▶ **Written instruction**:
Can you revise the items below so that every "Quick Start" becomes "Getting Started", leaving everything else unchanged and omitting the pictures from your answer?

──────── Extracted data ────────

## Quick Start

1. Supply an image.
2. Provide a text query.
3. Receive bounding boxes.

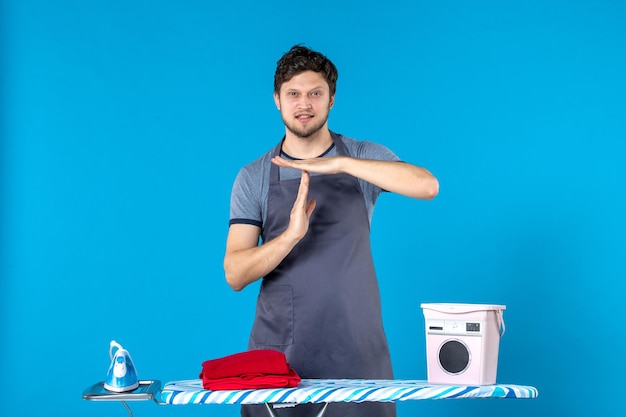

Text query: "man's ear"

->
[274,93,280,110]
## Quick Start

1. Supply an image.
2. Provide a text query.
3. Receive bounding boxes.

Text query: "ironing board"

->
[83,379,538,417]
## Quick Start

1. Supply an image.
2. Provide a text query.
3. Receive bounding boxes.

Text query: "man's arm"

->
[224,171,315,291]
[272,156,439,200]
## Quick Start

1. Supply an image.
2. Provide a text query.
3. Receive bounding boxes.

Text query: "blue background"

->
[0,0,626,416]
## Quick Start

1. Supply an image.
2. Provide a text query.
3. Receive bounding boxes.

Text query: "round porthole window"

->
[439,339,471,375]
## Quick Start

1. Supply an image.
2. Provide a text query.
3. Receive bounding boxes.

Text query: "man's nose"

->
[298,94,311,109]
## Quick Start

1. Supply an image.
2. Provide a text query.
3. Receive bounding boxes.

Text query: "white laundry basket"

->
[421,303,506,385]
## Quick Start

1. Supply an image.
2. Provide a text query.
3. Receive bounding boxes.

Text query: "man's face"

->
[274,71,335,138]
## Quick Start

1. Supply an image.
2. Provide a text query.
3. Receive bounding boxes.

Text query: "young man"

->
[224,46,439,417]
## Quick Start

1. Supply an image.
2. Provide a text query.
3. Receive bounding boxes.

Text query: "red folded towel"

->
[200,350,301,391]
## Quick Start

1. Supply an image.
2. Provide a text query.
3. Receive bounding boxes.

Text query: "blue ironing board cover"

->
[155,379,538,405]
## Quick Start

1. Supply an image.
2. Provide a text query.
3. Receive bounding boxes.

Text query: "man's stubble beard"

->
[282,111,328,139]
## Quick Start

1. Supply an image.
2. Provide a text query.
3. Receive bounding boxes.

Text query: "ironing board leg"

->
[265,403,328,417]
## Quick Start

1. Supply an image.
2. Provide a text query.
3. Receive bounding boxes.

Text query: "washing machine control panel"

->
[426,319,482,336]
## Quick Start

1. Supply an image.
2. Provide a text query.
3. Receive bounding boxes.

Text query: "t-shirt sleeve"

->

────────

▶ **Solution for this problem**:
## Getting Started

1. Supply an image.
2. Provide a text query.
3. Receive bounding boxes.


Text query: "man's ear"

->
[274,93,280,110]
## Getting Started

1. Supply an image.
2. Provide a text query.
3. Receive bounding boxes.

Text query: "ironing board"

->
[83,379,538,417]
## Getting Started

1. Supply an image.
2. Provide a text query.
3. Receive bounding boxes.

Text query: "man's arm"

->
[224,171,315,291]
[272,156,439,200]
## Getting Started

1. Supply an image.
2. Provide a text query.
3. Receive bounding boxes.

Text query: "blue background"

->
[0,0,626,416]
## Getting Started

1. Supply an image.
2. Provide a text query.
3. Receive bounding boxes.

Text query: "round porthole window"

->
[439,339,471,375]
## Getting Started

1. Supply an image.
2. Provide a text query.
3. Receive bounding boxes.

Text query: "man's nose"

->
[298,94,311,109]
## Getting Started

1. Supply an image.
2. Provide a text query.
3. Receive bounding boxes.

Text query: "white laundry basket"

->
[421,303,506,385]
## Getting Started

1. Supply an image.
2. Provide a text query.
3. Receive bounding boxes.

Text query: "man's face"

->
[274,71,335,138]
## Getting Started

1. Supply an image.
2. Provide a text query.
3. Receive bounding boxes.

Text query: "young man"

->
[224,46,439,417]
## Getting Started

1. Supply an image.
2. Provide a text query.
3. Receive bounding boxes.

Text query: "red folded towel"

->
[200,350,301,391]
## Getting Started

1. Supply an image.
2. Provide a text query.
3. Receive bounding boxes.

Text query: "blue ironing board cover"

->
[155,379,538,405]
## Getting Started

1. Supply an image.
2. Provide a text query.
3. Receive bounding boxes.

Text query: "man's stubble beard"

->
[282,111,328,139]
## Getting Started

1. Supply an image.
2. Provide a text query.
3. Receive bounding boxes.

Text query: "ironing board leg"

->
[265,403,328,417]
## Getting Started

1. Supply an image.
2. Provide a text query.
3. Receive bounding boxes.

Text query: "washing machine control panel"

->
[426,319,482,336]
## Getting Started

1. Supply an image.
2. Provide a text query.
3. Receive bounding boxes.

Text query: "t-shirt sleeve"

->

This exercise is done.